# Task instructions
Pull out the lines below, starting with the line containing "Return one point per instance of the tree" and running through the final line, and reproduce them word for word with both ends included.

# Given entries
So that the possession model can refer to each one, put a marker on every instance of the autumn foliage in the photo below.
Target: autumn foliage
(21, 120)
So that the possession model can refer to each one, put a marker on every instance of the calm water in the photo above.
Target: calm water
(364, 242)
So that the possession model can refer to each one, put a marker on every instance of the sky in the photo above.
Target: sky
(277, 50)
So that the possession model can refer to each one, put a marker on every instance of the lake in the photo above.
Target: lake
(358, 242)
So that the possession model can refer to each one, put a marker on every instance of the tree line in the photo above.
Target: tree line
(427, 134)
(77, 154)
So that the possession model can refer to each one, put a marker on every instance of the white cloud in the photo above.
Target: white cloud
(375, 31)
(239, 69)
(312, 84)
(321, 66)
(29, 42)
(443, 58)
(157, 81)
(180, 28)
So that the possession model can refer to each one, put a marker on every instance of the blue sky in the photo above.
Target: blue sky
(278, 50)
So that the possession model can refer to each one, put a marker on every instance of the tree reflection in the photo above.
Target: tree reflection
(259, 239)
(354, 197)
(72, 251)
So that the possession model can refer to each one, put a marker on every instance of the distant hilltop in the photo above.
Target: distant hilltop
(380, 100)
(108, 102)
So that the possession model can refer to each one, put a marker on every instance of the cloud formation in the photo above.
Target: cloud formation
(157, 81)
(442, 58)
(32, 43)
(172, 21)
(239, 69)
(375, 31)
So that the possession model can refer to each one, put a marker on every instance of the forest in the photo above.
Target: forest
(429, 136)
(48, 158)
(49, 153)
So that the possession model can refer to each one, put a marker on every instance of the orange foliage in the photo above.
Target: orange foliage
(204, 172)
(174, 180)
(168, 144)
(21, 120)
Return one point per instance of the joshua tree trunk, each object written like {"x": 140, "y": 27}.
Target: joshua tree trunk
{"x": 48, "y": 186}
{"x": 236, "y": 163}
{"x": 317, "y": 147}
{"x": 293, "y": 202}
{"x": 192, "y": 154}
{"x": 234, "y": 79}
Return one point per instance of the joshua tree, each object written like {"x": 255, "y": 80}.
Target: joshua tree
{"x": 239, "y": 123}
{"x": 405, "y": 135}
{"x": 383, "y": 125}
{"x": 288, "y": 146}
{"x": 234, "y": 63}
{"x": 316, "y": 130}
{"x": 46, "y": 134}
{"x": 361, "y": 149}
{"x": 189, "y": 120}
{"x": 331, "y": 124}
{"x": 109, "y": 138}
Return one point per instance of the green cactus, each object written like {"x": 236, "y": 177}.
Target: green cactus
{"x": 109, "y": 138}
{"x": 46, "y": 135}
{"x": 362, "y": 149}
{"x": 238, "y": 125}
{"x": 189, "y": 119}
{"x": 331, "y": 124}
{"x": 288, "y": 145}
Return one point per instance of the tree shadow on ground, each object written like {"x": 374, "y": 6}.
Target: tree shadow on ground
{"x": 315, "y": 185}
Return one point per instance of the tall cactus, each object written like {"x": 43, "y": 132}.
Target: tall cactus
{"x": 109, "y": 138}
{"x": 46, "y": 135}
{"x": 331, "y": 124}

# Expected answer
Return one point per instance of the tree shadow on ground, each object written like {"x": 374, "y": 6}.
Target: tree shadow on ground
{"x": 315, "y": 185}
Return one point per instance of the tall cactus, each object written like {"x": 43, "y": 132}.
Target: tall cactus
{"x": 109, "y": 138}
{"x": 46, "y": 135}
{"x": 331, "y": 124}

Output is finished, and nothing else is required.